— Begin Dataset rows —

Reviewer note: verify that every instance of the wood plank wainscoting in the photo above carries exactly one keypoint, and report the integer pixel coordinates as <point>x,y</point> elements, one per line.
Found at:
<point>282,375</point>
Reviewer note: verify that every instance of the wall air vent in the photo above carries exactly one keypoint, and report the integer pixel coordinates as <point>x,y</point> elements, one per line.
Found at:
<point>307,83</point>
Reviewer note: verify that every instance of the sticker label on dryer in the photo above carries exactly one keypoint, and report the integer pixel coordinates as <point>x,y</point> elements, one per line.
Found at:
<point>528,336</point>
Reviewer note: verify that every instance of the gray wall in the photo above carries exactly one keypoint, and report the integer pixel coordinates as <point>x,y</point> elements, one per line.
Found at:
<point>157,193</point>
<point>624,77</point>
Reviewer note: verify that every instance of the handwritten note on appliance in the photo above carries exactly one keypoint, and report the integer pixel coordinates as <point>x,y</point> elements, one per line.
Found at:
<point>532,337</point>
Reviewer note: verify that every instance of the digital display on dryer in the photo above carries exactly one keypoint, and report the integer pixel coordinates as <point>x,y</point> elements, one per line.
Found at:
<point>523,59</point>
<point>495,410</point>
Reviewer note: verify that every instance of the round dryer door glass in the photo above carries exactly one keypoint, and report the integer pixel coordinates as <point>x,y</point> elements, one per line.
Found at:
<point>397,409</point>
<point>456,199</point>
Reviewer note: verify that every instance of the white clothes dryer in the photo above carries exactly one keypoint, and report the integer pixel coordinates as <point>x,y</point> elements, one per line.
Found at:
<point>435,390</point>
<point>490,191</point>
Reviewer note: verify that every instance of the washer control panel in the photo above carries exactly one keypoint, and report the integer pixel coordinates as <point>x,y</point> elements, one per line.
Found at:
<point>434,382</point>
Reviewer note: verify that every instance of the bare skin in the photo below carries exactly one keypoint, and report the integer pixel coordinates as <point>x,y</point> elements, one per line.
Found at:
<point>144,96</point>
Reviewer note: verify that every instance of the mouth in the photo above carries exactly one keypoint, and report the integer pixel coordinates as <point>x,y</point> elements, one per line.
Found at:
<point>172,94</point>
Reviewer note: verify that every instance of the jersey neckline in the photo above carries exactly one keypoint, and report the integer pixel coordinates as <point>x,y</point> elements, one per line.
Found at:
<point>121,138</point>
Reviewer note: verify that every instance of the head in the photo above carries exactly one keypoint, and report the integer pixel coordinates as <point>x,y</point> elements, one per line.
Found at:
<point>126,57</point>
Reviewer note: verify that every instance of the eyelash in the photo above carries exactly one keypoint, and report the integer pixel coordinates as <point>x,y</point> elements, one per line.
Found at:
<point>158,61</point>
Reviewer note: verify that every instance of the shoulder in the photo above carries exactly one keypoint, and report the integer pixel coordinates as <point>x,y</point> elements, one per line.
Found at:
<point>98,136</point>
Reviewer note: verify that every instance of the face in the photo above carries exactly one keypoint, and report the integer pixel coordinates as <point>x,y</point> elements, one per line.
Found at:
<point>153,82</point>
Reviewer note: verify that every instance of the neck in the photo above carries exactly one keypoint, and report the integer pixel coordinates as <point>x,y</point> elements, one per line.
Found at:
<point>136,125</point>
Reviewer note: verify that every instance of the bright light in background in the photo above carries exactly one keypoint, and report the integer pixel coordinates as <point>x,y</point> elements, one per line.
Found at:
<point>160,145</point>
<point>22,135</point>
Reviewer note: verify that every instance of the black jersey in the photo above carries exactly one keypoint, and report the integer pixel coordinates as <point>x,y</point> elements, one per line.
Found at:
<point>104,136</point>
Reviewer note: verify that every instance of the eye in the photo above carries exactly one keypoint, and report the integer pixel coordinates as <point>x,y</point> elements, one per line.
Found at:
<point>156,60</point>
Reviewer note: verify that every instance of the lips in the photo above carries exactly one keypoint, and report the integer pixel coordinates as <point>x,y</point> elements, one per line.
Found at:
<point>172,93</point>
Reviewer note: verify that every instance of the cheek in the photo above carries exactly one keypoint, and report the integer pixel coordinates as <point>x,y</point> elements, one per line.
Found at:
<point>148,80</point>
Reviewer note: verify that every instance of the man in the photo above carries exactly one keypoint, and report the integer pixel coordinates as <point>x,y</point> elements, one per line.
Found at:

— End Dataset rows —

» What to produce: Reproduce the data from the line that contains "Reviewer note: verify that every instance of the cheek" through the end of the data, including both of those lines and every request line between them. Multiply each point coordinate in the answers by 1.45 and round it to a whole number, rounding halves up.

» Right answer:
Reviewer note: verify that every instance of the cheek in the photo above carries exactly one keypoint, and report the integer pixel coordinates as <point>x,y</point> elements, one per line.
Found at:
<point>215,116</point>
Reviewer note: verify that every instance of the man in the photo above carries exactly one keypoint, and report the integer pixel coordinates as <point>x,y</point> elements, one per line.
Found at:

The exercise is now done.